What is expected:
Rewrite the items below, changing every "pick out" to "mark" and leaving everything else as it is.

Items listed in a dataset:
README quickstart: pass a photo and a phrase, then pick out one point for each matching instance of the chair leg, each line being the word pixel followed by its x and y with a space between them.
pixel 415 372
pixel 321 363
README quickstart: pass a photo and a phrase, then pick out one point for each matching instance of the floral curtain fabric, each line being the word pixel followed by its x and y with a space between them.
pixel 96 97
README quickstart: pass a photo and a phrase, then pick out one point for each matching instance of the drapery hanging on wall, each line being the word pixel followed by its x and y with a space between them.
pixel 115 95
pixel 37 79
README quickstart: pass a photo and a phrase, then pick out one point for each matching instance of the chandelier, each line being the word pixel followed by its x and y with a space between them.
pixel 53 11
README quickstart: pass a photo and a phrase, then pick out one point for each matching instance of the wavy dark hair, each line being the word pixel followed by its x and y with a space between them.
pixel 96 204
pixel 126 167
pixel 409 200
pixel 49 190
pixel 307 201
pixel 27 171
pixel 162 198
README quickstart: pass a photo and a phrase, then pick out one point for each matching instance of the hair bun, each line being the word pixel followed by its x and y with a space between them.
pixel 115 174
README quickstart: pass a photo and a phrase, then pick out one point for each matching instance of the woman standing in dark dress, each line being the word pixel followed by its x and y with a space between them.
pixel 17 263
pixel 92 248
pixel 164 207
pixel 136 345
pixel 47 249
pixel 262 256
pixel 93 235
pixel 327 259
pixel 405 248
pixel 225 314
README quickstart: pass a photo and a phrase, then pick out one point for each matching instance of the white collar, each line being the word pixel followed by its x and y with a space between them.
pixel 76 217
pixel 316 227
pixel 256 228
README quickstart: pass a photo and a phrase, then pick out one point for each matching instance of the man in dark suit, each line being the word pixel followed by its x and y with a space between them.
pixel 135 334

Output for this exercise:
README quickstart: pass a photo and a phrase, then mark one point for each matching instance of the chair leg, each line being the word pixel followed by its x and y with a space between them.
pixel 415 372
pixel 321 363
README quickstart: pass a photo and a phrase, then mark one point for each matching instance of the floral curtain fabric, each line being the word pixel followed by its x and y with a space between them.
pixel 96 97
README quickstart: pass a photo and a phrase, then mark one point for each matching instance of the drapery hanging on wall, each line being the word pixel followed by its x and y with a space between them.
pixel 115 95
pixel 37 79
README quickstart: pass a photo and a phrase, then mark one point for each matching instance of the chandelier, each line being the word pixel followed by its x and y with a space between them.
pixel 53 11
README quickstart: pass a photo and a phrase, then mark one point for each matching instance of the wavy dark hair, each line being the word pixel followed by its x and y with a space between them.
pixel 96 204
pixel 126 167
pixel 409 200
pixel 49 190
pixel 307 201
pixel 27 171
pixel 162 198
README quickstart: pass a photo and a phrase, then mark one point for each matching instance of the hair bun, each line being the word pixel followed by its x and y with a space between them.
pixel 115 174
README quickstart: pass a photo and a phrase, then mark one point for each matching instance of the woman standing in dark dress, each line being the word pixel followed by its x and y with a space between them.
pixel 17 263
pixel 92 248
pixel 164 207
pixel 136 345
pixel 47 249
pixel 262 256
pixel 93 235
pixel 327 259
pixel 405 248
pixel 225 314
README quickstart: pass a photo and a phrase, then mark one point for each matching instance of the white collar, each line being the word pixel followed by its x and y with a space between them.
pixel 76 217
pixel 316 227
pixel 256 228
README quickstart: pass a photo and a phrase, then mark one point for each matching instance of the man in dark suit, each line being the word pixel followed by its x and y with a space between them.
pixel 135 334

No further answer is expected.